[Point annotations for photos]
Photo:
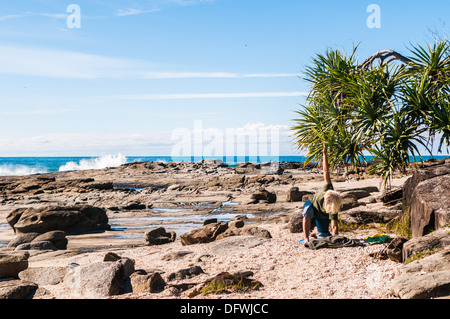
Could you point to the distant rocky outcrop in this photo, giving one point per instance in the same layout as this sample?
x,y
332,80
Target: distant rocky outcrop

Directions for this task:
The records above must be echoed exactly, minus their pictures.

Full output:
Photo:
Could you point to the distant rocky outcrop in this photo, giving one point per instance in the same layout as this sample?
x,y
332,80
Target: distant rocky outcrop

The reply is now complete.